Task set –
1. In the Brass Ankle Blues Q&A, rewrite the passage from "What’s Brass Ankle Blues about?" up to and including "as forgiving another.", swapping "teenage" for "young".
2. Write the next part of the Brass Ankle Blues Q&A, picking up after its last line.

What’s Brass Ankle Blues about?

The simple answer is that it’s a coming-of-age novel—the story of a teenage girl’s struggle to come to terms with the disintegration of her parents’ relationship, while she begins to embark on romantic explorations of her own. It’s also a story about family, and how the shape and structure often changes as time goes on, and how each member reacts to that change. It’s a book about fathers and daughters, about first love and family loyalty, and ultimately, it’s about forgiveness. Forgiving yourself as much as forgiving another.

Is it autobiographical?

In some way, I think everything I write is autobiographical. Everything is filtered through me, so a part of every character is me—or maybe a part of me is in every character. If the real question is, “Did this happen to you?” the answer is No. Yet some aspects of the story—many locations, and some of the narrative framework—are based on real places and experiences. But the plot is entirely fictional.

Did you always want to be a writer?

Records excerpted from a collection –
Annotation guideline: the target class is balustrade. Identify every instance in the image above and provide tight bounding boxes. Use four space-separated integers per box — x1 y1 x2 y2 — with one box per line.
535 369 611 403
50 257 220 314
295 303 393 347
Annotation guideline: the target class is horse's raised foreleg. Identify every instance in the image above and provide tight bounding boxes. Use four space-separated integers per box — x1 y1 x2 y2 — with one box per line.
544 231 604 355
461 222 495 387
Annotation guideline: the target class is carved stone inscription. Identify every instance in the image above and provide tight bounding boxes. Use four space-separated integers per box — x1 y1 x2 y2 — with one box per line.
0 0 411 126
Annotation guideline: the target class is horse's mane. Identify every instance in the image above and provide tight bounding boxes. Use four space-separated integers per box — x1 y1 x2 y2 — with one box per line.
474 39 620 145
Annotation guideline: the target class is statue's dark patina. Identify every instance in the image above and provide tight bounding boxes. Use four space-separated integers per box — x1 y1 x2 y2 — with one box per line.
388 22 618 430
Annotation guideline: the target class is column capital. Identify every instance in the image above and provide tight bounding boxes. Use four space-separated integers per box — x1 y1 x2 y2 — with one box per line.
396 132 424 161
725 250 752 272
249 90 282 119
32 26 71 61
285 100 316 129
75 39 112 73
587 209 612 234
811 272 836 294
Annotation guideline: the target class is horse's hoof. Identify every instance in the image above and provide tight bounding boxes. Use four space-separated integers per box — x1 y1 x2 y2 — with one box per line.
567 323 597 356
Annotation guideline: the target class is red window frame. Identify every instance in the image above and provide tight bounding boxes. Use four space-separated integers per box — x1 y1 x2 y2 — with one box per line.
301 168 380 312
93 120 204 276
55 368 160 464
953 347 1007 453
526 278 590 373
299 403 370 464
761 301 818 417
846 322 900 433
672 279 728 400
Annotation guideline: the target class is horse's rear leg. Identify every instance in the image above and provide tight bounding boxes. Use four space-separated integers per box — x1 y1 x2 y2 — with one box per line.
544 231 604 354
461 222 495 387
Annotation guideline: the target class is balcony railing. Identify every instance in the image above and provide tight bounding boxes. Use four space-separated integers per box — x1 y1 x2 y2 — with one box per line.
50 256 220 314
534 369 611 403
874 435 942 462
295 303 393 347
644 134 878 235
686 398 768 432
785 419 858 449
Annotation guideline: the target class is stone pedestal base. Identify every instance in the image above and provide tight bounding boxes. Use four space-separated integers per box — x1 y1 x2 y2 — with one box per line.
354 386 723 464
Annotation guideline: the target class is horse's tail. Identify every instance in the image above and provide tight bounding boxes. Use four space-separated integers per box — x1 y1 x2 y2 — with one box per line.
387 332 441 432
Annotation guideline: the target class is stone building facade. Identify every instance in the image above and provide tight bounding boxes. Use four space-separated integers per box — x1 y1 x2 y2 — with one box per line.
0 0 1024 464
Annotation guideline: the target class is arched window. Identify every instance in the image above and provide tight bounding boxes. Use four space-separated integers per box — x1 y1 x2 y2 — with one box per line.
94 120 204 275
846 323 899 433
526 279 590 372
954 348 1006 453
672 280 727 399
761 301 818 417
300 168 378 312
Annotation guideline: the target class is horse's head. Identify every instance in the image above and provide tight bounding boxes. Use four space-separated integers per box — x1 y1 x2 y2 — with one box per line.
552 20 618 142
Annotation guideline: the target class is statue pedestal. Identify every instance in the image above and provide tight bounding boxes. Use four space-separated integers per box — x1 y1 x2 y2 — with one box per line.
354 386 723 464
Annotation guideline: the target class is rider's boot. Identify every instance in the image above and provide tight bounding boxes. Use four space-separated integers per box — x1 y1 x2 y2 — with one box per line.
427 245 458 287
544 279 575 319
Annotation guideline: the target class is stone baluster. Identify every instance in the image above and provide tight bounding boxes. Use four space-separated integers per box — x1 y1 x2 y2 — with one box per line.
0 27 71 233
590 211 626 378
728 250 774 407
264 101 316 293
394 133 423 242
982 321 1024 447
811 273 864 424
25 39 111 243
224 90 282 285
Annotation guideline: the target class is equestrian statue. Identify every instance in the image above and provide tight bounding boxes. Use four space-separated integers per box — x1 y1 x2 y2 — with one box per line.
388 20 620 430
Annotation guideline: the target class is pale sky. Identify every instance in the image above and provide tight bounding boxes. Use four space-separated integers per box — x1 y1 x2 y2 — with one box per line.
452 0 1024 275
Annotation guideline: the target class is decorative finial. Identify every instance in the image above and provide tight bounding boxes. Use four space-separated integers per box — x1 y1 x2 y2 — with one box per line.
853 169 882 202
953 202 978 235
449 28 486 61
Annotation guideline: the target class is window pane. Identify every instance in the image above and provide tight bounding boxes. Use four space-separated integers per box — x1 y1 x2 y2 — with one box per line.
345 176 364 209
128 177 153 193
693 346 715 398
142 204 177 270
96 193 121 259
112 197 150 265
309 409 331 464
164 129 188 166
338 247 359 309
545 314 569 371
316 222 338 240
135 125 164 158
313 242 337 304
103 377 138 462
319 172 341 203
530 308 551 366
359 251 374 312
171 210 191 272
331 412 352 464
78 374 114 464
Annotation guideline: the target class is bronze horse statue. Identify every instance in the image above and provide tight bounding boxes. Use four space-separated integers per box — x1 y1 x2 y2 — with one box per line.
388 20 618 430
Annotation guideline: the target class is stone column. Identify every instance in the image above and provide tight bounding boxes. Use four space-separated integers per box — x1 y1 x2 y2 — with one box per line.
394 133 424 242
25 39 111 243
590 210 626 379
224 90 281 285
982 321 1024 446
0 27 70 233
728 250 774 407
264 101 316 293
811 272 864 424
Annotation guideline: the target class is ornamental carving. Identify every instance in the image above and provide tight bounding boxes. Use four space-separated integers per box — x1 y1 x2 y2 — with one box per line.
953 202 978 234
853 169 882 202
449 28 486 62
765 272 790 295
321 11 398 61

Outputs for the tasks –
1.
What’s Brass Ankle Blues about?

The simple answer is that it’s a coming-of-age novel—the story of a young girl’s struggle to come to terms with the disintegration of her parents’ relationship, while she begins to embark on romantic explorations of her own. It’s also a story about family, and how the shape and structure often changes as time goes on, and how each member reacts to that change. It’s a book about fathers and daughters, about first love and family loyalty, and ultimately, it’s about forgiveness. Forgiving yourself as much as forgiving another.

2.
As a child, I didn’t have the audacity to want to be a writer. At different times I wanted to be a truck driver, a judge and an architect. But writing was something I always loved, telling stories that I would want to read, so I always came back to it. As a teenager, I used to try to imagine a life with a real job, like being a fireman or a librarian, and I would always start to imagine what could happen, how I could make it more interesting, and the next thing I knew I was outlining a story about someone else who was living that life. That was a pretty clear sign that I needed my job to be in a creative field, because I would use my imagination whether or not it was necessary.